**Excerpted passage:**
2007 also saw me venture out of my comfort zone into cuisines that I knew nothing about. My series on Native American cuisine was an eye opener and a rather satisfying journey on all fronts! I hope to continue exploring Persian cuisine through the coming year.

I wish I could say that my blog is structured. That I have a definite posting plan or that I have a focused theme. I write about life in general, with food and conversations that happen along the way. Sometimes those conversations are downright hilarious, and other times, they are heart-wrenching and sometimes thought-provoking. And they are sprinkled all over my blog. My blog is unstructured because it is my playground. Where I can be unfettered and free. Very like Medha's weekends. I strongly believe that it is not just children who thrive on a good dose of unstructured time every now and then.

So here's looking back at my posts in each month of the year 2007. Last-row hecklers, you may please stop sniggering as I am well aware that in some months there may not be many posts to write about!

January brought us Nutty Green Beans. It was an exhausting month, with snowstorms dropping at least 6 inches of snow on us every week. While my husband enjoyed the mild winter in Bombay, I was out shoveling what seemed like endless fields of snow. The Nutty Green Beans recipe is one of our all-time favorites and it also brings back memories of those lonely cold nights when the winds howled through the bare trees. We have lots of snow this winter, too, but - and this is a very important 'but' - I am warm during the day and at night!

February was an eventful month! Indira launched Dining Hall and invited me to be an Administrator for the blog. My husband returned from India to an earthy dinner of Cluster Beans with Puy Lentils as a substitute for kale vatane or black peas.

March is synonymous with Ammini Ramachandran on IFR. Ammini's cookbook Greens, Grains and Grated Coconuts, Recipes and Remembrances of a Vegetarian Legacy was released by iUniverse to rave reviews everywhere. This book is 'The Joy of Cooking' for vegetarian Kerala cuisine and Indian Food Rocks was honored to be the first food blog to review Ammini's cookbook. Paal paayasam kicked up quite a storm on more fronts than one! Yes, my favorite hecklers, you know what I am talking about!

**Record extracts:**
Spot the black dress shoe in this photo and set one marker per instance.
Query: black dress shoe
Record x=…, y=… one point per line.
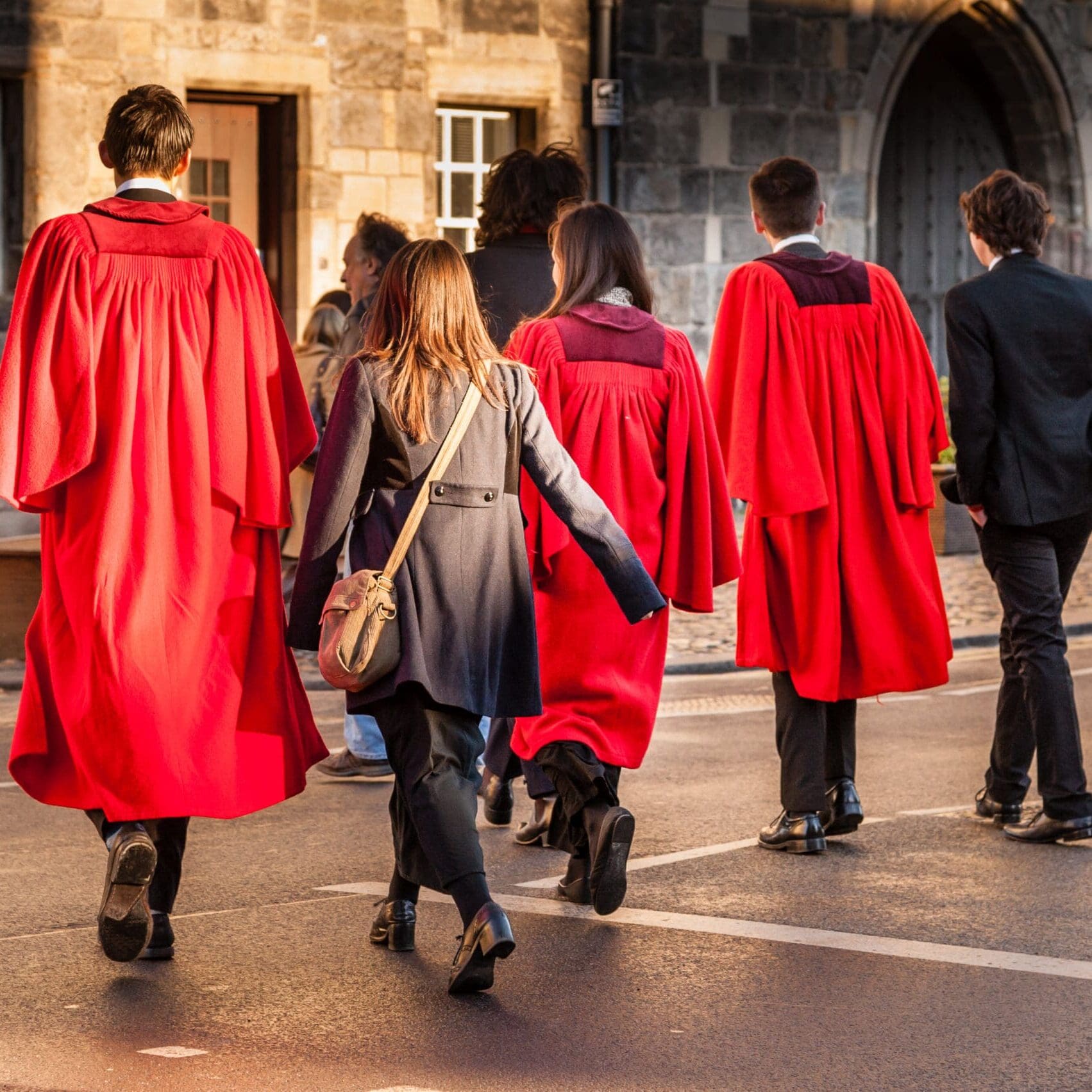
x=575, y=886
x=487, y=938
x=498, y=798
x=396, y=925
x=989, y=809
x=124, y=919
x=1042, y=828
x=843, y=814
x=610, y=851
x=537, y=831
x=162, y=945
x=796, y=834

**Directions:**
Why does the year-in-review blog post say the blog is unstructured? Answer in one to three sentences.

**Exercise solution:**
The blog is unstructured because it is the writer's playground, a place to be unfettered and free, much like Medha's weekends. The writer strongly believes that children are not the only ones who thrive on a good dose of unstructured time now and then.